Consigne: Poursuivez le compte rendu du concert de Ceylon au Chaland qui Passe à partir de sa dernière phrase.

Extrait cité:
________________________

CEYLON au Chaland qui Passe à Binic, le 9 mars 2025
michel
Si Ceylan, c'est pas rapide, Ceylon, c'est long, comme la taille de leurs compositions.
Prends les Dead Kennedys, par exemple, en moins de trois minutes ils sont complètement bourrés et dans l'incapacité de baiser , ' New Rose' de The Damned ( paix à Brian James) fait 2'45, chez Ceylon , certaines compositions flirtent allègrement avec le quart-d'heure ( français, américain ou anglais).
Cette brève préface pour t'annoncer qu'en une heure de set , le groupe n'a pas interprété dix titres!
Ceylon, des Singhalais?
Ni Singhalais, ni gringalets, à l'origine du groupe, tu as Louise Holt (enfant de la balle, chanteuse et danseuse) et Tristan Chevalier ( guitariste, chanteur) .
C'est lors du Festival d'Avignon qu'ils font connaissance.
Eh, mec, tu me suis à Toulouse?
O K, on forme, un groupe?
Pourquoi pas!
Ils recrutent Lucas (guitare / oud), Pierre-Jean (basse) et Sacha (batterie), on est en 2017!
Il faut attendre 2019 pour voir un premier enregistrement, un EP cinq-titres, baptisé 'Ceylon', sur lequel déjà les morceaux sont plus longs que les 3' radiophoniques réglementaires.
Il est question de psychédélisme, de transe, d'influences orientales.
Petit rappel: sur scène Fleetwood Mac, du temps de Peter Green, balançait une version de plus de 16 minutes de ' The Green Manalishi'.

________________________

Données enregistrées:
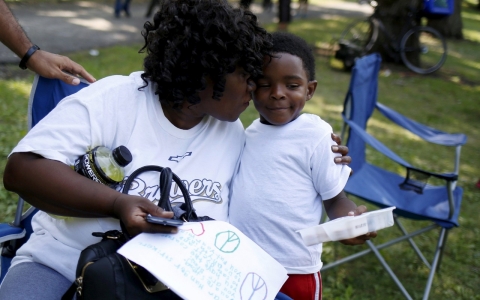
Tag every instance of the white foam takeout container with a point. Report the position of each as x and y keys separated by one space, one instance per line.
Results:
x=348 y=227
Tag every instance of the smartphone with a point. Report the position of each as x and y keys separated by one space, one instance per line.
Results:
x=164 y=221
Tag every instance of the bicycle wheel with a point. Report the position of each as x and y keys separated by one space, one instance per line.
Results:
x=361 y=35
x=423 y=50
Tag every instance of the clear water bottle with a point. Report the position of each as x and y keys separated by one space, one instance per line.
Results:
x=104 y=165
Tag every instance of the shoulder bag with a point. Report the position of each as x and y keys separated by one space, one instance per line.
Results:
x=103 y=274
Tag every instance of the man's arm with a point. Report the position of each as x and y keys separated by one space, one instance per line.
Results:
x=44 y=63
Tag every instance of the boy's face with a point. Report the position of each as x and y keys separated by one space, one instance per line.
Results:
x=283 y=90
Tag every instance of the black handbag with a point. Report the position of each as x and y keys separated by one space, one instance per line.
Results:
x=104 y=274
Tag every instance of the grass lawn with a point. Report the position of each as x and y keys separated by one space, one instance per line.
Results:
x=447 y=100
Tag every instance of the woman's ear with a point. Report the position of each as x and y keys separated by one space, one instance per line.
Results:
x=311 y=87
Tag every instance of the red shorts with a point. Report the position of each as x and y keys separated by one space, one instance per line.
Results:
x=303 y=286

________________________

Réponse:
Revenons au groupe du Sud-Ouest: d'autres disques voient le jour, ( deux albums et un EP) et la formation mue, en cette fin-d'après-midi, le bar le plus in de Binic accueille la femme serpent , Louise Holt ( chant, shakers, et danses félines, salement suggestives ) , Tristan Chevalier ( guitare, chant) , Pierre-Jean Meric ( basse), toujours fidèle au poste ( il a également fait parte du groupe toulousain Temper), Christopher Tsen-Tao à la seconde guitare ( membre du backing band de Charlotte Adrien) et Sacha Cantié ( drums), toujours présent, il est aussi annoncé comme membre du groupe Le Barda.
Le concert débute avec un léger retard, Arnaud le patron du zinc et ingénieur son , devant s'absenter pour quelques instants.
On patiente tout en devisant et en éclusant une Tuborg , quand, sans prévenir, un larsen infect vient agresser nos chastes oreilles, on fait quoi, doc?
Débranche, suggère France Gall!
Heureusement tout rentre dans l'ordre et le quintet peut entamer son set normalement!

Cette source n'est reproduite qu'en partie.